▸ **DOCUMENT EXTRACT**:
____________

The international legal system diverges from these general legal features
only in terms of degree of organization and centralization of the use of
coercion. In national systems, coercion is organized, relatively
centralized, and, for the most part, monopolized by the apparatus of the
state. In the international system, it is not. Individual actors
historically have reserved the right to use force unilaterally to protect
and vindicate legal entitlements.
Historical Overview
1815-1945
In 19th century, war was considered to be the last resort for dispute
settlement in Europe. It was an attribute of statehood and conquest produced
title. States reserved the right to wage war without any internationally
agreed regulatory framework. The concept of just and unjust war emerged.
The three criteria for just war given by St. Augustine and St. Thomas
Aquinas, the latter famously stated in Summa Theologica are:
- it should be waged by a sovereign authority (prohibition2 of waging
a private war)
- it must have a just cause (punishment of wrongdoers)
- a just cause must be accompanied by the right intention.
Together with the rise of independent states in Europe, the doctrine began
to evolve. In light of the growing number of sovereign states, wars started
to be seen and defined as a state of legal affairs rather than a matter of
subjective moral judgment. States no longer found themselves in a position
to judge if another states reason for resorting to force was just or not.
This approach was supported by the rise of positivism, which strongly
focused on the idea of sovereignty and by the Peace of Westphalia 1648,
which established the European system of the balance of power. This system
survived in Europe until the beginning of the twentieth century, effectively
coming to an end with the outbreak of the First World War.

____________

▸ **EXCERPTED DATA**:
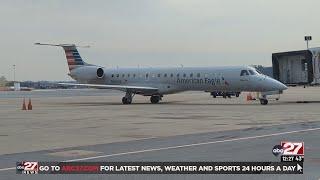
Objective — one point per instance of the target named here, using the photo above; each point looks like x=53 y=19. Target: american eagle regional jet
x=157 y=82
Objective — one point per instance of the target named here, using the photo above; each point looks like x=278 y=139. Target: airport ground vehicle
x=229 y=94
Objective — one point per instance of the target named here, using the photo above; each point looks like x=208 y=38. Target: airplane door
x=244 y=77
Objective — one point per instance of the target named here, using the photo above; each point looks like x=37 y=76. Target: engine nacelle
x=87 y=73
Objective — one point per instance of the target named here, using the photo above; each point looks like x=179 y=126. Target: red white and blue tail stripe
x=74 y=59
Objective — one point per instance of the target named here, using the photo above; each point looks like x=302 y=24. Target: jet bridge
x=297 y=67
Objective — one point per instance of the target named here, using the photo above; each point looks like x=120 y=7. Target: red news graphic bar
x=80 y=168
x=161 y=168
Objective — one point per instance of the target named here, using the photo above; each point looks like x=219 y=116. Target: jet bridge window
x=244 y=73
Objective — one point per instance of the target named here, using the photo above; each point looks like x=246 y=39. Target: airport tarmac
x=189 y=126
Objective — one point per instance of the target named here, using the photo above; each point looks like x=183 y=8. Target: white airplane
x=156 y=82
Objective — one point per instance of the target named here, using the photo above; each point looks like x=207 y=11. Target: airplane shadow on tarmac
x=183 y=103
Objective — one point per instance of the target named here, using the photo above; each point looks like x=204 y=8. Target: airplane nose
x=275 y=85
x=281 y=86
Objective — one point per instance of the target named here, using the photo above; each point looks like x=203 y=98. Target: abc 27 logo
x=289 y=148
x=27 y=167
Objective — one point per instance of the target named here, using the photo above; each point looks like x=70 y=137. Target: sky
x=150 y=33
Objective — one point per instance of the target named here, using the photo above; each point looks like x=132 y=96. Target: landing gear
x=155 y=99
x=263 y=101
x=127 y=99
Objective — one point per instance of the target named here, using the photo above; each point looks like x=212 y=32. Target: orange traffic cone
x=24 y=104
x=29 y=104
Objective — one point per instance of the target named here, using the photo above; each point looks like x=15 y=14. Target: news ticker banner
x=28 y=167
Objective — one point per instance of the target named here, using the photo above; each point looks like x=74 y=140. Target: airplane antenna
x=61 y=45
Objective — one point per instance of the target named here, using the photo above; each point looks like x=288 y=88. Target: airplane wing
x=117 y=87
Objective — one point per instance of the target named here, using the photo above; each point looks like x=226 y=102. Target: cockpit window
x=244 y=73
x=252 y=72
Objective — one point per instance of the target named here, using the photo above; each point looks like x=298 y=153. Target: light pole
x=14 y=73
x=307 y=39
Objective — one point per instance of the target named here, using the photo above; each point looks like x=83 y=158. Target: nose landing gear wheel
x=154 y=99
x=263 y=101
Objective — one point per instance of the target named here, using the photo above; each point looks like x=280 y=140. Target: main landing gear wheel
x=263 y=101
x=155 y=99
x=126 y=100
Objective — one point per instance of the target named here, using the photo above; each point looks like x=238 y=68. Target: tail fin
x=74 y=59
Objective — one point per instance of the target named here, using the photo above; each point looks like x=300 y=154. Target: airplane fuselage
x=173 y=80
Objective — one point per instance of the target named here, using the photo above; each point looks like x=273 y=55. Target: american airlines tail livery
x=157 y=82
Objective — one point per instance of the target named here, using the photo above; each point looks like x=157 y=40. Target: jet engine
x=87 y=73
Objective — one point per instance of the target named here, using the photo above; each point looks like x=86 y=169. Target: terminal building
x=297 y=67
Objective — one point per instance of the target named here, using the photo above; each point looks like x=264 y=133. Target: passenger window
x=244 y=73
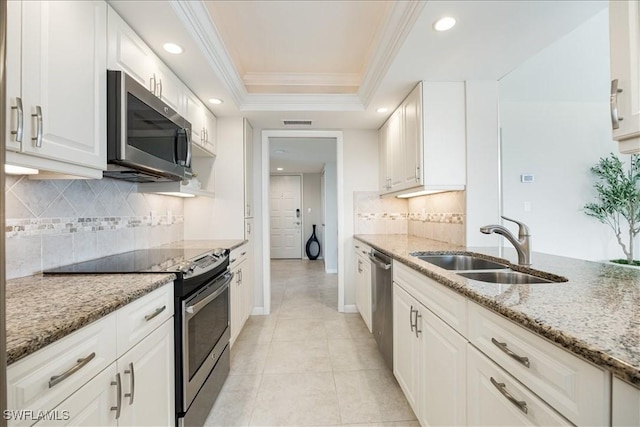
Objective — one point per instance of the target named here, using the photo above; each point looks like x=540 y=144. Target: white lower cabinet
x=495 y=398
x=429 y=362
x=363 y=283
x=147 y=375
x=87 y=379
x=625 y=410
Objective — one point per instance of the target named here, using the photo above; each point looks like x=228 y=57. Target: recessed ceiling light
x=172 y=48
x=445 y=23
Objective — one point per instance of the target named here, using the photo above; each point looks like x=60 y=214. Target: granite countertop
x=42 y=309
x=595 y=314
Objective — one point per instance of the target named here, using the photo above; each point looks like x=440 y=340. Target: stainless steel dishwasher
x=382 y=304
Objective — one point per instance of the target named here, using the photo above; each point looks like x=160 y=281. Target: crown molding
x=194 y=15
x=402 y=17
x=196 y=19
x=302 y=79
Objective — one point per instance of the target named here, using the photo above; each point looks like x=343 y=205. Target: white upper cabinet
x=624 y=28
x=422 y=145
x=129 y=53
x=56 y=92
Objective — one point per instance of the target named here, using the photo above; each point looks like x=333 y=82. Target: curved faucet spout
x=522 y=243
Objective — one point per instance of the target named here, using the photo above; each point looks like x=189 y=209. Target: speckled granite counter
x=595 y=315
x=230 y=244
x=43 y=309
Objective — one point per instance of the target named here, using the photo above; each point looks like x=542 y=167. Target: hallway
x=307 y=364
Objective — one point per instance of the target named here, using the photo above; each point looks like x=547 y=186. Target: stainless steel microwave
x=147 y=141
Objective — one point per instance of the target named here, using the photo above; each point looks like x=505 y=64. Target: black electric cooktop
x=140 y=261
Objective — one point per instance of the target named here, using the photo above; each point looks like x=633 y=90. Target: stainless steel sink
x=460 y=262
x=505 y=277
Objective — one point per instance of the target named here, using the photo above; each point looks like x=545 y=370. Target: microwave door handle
x=187 y=136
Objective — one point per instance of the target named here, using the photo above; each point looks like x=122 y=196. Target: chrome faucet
x=522 y=243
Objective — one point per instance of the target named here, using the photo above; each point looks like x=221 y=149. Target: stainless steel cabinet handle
x=57 y=379
x=20 y=128
x=155 y=313
x=38 y=116
x=613 y=101
x=503 y=346
x=418 y=331
x=132 y=383
x=379 y=263
x=118 y=407
x=502 y=388
x=411 y=319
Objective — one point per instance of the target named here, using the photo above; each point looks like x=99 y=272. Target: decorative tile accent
x=65 y=221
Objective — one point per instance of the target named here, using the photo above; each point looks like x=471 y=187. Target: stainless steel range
x=201 y=318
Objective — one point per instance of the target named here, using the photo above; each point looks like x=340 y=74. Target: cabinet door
x=395 y=151
x=194 y=113
x=489 y=404
x=248 y=169
x=444 y=391
x=406 y=346
x=147 y=375
x=625 y=407
x=412 y=135
x=64 y=81
x=127 y=52
x=91 y=405
x=383 y=148
x=14 y=135
x=624 y=28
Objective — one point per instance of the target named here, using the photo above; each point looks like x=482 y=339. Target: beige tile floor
x=306 y=364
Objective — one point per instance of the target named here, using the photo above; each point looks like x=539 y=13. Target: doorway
x=285 y=194
x=333 y=230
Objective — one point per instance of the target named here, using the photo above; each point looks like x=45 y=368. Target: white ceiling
x=336 y=62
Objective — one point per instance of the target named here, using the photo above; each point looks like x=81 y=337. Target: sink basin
x=505 y=277
x=460 y=262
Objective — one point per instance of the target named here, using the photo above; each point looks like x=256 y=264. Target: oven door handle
x=192 y=310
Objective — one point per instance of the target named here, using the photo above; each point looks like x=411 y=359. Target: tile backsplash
x=50 y=223
x=436 y=216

____________

▸ **SHORT EXERCISE A**: In the passage on international law and force, what did the Peace of Westphalia 1648 establish?
▸ **SHORT EXERCISE B**: In the passage on international law and force, switch "last resort" to "final option" and write out the stretch from "Historical Overview" through "unjust war emerged.".
The listing stands apart from the passage on international law and force and is separate material.

▸ **WRITTEN ANSWER A**: It established the European system of the balance of power.

▸ **WRITTEN ANSWER B**:
Historical Overview
1815-1945
In 19th century, war was considered to be the final option for dispute
settlement in Europe. It was an attribute of statehood and conquest produced
title. States reserved the right to wage war without any internationally
agreed regulatory framework. The concept of just and unjust war emerged.